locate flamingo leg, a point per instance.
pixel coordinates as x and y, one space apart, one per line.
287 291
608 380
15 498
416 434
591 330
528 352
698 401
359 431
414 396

- [Work to do]: Update the listing so that "flamingo leg" becomes "flamingo neck", with every other line left the same.

- [Output of the task]:
locate flamingo neck, a point per instance.
pixel coordinates as x and y, one space apart, one per line.
287 291
608 380
15 498
416 434
591 330
528 352
698 401
359 431
414 396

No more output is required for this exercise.